Después de llamarlo cochino, sostiene él, lo han insultado millones de veces, pero lo de cochino resultó tan fuerte, tan crispante, que no le molesta para nada cuando lo zarandean diciéndole vulgaridades o zalamerías de toda naturaleza.
De niño yendo rumbo a la escuela y pasar por la plaza donde se erigía la estatua de Andrés Bello, Rodolfo le sacaba la lengua, hasta el momento en que supo cabalmente de quién se trataba. Fue entonces cuando le saludaba con reverencia, y hace apenas unos meses fue él, el mismo Rodolfo, designado orador de orden en la Universidad Católica Andrés Bello (UCAB) con motivo de un aniversario más del nacimiento de tan ilustre venezolano, hecho chileno.
Vivió tres dictaduras: la de Gómez cuando niño, la de Pérez Jiménez cuando adolescente-adulto, por lo cual sufrió cárcel, y en los momentos actuales, de lo cual no vale la pena ahora musitar siquiera una palabra. Pero eso sí, Rodolfo sigue deslumbrándonos cada domingo con sus magníficos artículos con su estilo muy particular, revelador, estimulante y pleno de esperanzas.
Me agrada contar la historia que sigue porque vive en ella la luz de la imaginación y los resplandores de la libertad que viven en Rodolfo Izaguirre.

### TAREA REQUERIDA 1
Por favor, devuelve sin ningún cambio el pasaje del fragmento sobre Rodolfo Izaguirre que se abre con las palabras que contienen "De niño yendo" y se cierra con "venezolano, hecho chileno.".
### TAREA REQUERIDA 2
Enumera las tres dictaduras que vivió Rodolfo según el fragmento sobre Rodolfo Izaguirre, junto con el momento de su vida en que vivió cada una.

### DATOS PROPORCIONADOS
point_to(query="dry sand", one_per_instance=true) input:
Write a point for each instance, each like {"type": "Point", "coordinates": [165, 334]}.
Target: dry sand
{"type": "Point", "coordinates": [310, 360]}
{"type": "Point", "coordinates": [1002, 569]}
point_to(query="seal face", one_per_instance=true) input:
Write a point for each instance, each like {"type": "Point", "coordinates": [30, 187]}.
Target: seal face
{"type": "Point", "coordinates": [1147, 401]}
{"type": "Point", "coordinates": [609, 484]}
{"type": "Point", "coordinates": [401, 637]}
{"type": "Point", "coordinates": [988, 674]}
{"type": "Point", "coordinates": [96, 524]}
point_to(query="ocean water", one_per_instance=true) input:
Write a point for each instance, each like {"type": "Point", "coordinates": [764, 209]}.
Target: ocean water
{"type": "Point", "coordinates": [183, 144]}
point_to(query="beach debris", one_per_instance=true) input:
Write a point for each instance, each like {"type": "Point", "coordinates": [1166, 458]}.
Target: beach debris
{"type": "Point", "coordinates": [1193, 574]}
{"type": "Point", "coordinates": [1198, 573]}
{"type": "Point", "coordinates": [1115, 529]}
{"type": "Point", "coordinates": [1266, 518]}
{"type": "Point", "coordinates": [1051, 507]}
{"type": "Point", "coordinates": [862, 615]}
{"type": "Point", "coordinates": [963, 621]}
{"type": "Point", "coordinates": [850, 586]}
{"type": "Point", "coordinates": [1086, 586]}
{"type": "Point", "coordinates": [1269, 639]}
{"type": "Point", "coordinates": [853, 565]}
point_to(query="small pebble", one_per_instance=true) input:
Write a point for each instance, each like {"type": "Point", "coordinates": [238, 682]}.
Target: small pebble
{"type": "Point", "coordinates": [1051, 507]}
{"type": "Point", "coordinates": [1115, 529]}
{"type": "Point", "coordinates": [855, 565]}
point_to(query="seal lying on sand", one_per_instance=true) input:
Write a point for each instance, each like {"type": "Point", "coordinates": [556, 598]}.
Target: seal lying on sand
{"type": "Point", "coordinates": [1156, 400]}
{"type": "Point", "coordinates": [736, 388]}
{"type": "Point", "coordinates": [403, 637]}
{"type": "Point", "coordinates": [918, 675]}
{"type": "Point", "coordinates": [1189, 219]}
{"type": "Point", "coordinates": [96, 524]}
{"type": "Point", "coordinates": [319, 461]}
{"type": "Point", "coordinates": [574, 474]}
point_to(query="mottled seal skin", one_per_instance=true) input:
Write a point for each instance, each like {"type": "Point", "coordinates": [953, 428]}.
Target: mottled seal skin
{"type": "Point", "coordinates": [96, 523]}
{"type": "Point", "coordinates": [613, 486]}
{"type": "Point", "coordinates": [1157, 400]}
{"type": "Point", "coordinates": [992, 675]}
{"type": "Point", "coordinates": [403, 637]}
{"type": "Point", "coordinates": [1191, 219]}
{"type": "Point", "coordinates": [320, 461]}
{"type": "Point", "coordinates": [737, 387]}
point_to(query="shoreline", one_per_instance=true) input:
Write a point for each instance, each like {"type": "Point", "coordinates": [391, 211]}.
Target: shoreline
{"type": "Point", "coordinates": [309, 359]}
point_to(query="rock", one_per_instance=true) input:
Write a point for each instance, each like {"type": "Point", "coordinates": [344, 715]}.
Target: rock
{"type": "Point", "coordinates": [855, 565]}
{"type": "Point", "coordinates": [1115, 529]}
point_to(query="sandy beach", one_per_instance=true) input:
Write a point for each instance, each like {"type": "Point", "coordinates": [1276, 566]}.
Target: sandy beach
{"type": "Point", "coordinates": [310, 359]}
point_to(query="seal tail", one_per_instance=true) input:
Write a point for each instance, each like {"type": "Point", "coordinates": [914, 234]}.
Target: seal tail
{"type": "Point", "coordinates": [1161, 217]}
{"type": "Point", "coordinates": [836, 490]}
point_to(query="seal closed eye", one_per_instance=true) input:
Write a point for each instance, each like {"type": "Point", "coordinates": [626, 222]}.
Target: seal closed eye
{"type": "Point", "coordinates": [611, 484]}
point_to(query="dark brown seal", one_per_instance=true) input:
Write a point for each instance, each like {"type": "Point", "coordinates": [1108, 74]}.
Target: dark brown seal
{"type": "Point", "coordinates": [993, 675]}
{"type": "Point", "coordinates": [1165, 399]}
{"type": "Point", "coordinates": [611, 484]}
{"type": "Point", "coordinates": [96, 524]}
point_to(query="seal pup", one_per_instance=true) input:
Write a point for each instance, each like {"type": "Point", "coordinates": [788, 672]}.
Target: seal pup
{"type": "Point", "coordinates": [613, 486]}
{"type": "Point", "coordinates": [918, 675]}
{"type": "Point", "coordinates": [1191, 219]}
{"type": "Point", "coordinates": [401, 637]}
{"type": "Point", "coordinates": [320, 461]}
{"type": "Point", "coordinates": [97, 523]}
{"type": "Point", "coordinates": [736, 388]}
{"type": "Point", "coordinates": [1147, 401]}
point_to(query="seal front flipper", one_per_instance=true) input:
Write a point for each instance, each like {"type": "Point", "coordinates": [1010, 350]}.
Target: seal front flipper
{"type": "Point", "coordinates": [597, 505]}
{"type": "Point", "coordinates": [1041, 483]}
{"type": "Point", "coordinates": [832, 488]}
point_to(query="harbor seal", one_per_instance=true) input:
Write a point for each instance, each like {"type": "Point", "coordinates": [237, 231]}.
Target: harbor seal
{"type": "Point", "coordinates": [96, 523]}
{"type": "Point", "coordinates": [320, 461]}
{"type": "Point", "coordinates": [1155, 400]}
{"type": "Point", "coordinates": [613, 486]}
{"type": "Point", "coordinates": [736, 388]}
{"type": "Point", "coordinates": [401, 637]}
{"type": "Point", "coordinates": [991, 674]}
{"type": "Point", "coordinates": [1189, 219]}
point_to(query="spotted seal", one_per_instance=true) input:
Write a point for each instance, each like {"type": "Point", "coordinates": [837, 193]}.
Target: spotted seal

### RESPUESTA CORRECTA 1
De niño yendo rumbo a la escuela y pasar por la plaza donde se erigía la estatua de Andrés Bello, Rodolfo le sacaba la lengua, hasta el momento en que supo cabalmente de quién se trataba. Fue entonces cuando le saludaba con reverencia, y hace apenas unos meses fue él, el mismo Rodolfo, designado orador de orden en la Universidad Católica Andrés Bello (UCAB) con motivo de un aniversario más del nacimiento de tan ilustre venezolano, hecho chileno.

### RESPUESTA CORRECTA 2
- La de Gómez, cuando era niño
- La de Pérez Jiménez, cuando era adolescente-adulto (por la cual sufrió cárcel)
- La de los momentos actuales